(Items listed in a dataset)
BEGIN
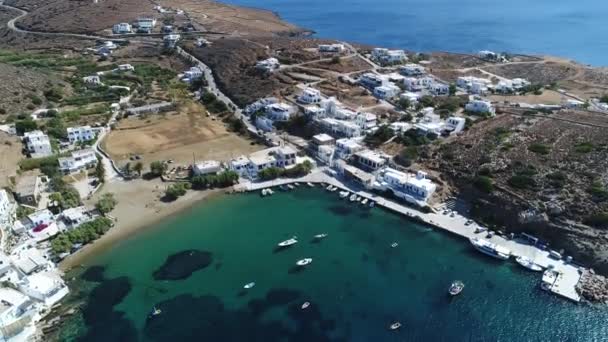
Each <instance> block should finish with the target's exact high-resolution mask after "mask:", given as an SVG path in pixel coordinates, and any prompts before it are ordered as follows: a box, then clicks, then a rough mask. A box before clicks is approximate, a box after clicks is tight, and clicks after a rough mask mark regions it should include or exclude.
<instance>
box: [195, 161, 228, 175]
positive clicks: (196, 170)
mask: <svg viewBox="0 0 608 342" xmlns="http://www.w3.org/2000/svg"><path fill="white" fill-rule="evenodd" d="M220 171H222V164H221V163H220V162H219V161H216V160H205V161H203V162H200V163H195V164H193V165H192V173H193V174H194V175H195V176H203V175H208V174H216V173H218V172H220Z"/></svg>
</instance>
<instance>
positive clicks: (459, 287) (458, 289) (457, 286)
mask: <svg viewBox="0 0 608 342" xmlns="http://www.w3.org/2000/svg"><path fill="white" fill-rule="evenodd" d="M462 290H464V283H463V282H461V281H460V280H456V281H454V282H453V283H452V285H450V288H449V290H448V293H449V294H450V296H456V295H459V294H460V292H462Z"/></svg>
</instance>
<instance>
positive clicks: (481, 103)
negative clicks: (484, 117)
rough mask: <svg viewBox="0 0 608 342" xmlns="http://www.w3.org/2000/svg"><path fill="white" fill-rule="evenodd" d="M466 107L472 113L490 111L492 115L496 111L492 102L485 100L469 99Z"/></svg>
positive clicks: (465, 109) (491, 114) (465, 106)
mask: <svg viewBox="0 0 608 342" xmlns="http://www.w3.org/2000/svg"><path fill="white" fill-rule="evenodd" d="M464 109H465V110H466V111H467V112H471V113H489V114H491V115H494V114H495V113H496V111H495V109H494V107H493V106H492V103H491V102H490V101H484V100H472V101H469V103H467V104H466V105H465V107H464Z"/></svg>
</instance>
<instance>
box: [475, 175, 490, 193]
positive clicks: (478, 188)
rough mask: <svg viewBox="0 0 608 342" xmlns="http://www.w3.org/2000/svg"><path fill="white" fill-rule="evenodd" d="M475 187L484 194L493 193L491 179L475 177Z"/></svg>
mask: <svg viewBox="0 0 608 342" xmlns="http://www.w3.org/2000/svg"><path fill="white" fill-rule="evenodd" d="M473 185H475V187H476V188H477V189H479V190H481V191H483V192H485V193H491V192H493V191H494V184H493V183H492V179H491V178H490V177H487V176H477V177H476V178H475V181H474V182H473Z"/></svg>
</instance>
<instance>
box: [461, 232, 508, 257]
mask: <svg viewBox="0 0 608 342" xmlns="http://www.w3.org/2000/svg"><path fill="white" fill-rule="evenodd" d="M469 240H470V241H471V244H472V245H473V247H475V248H476V249H477V250H478V251H480V252H482V253H484V254H487V255H489V256H492V257H495V258H497V259H501V260H507V259H509V256H510V255H511V251H510V250H508V249H507V248H504V247H502V246H498V245H496V244H494V243H492V242H490V241H488V240H484V239H480V238H476V237H474V238H470V239H469Z"/></svg>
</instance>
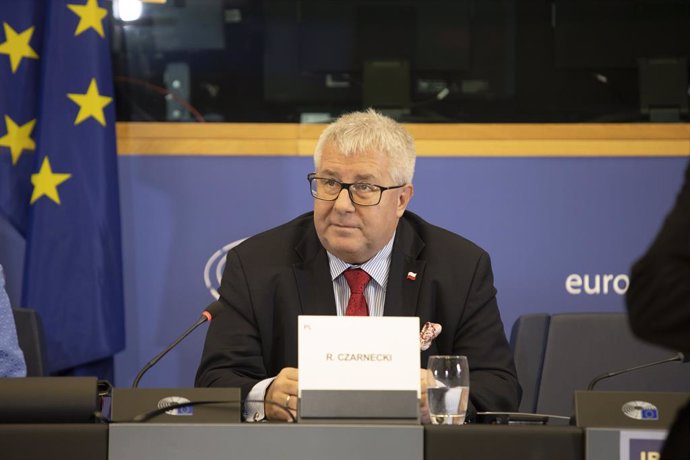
END
* What the task asks: Count the lines in the items above that contain the string "rough", with case counting. Reply with only the number.

* Solved exercise: 3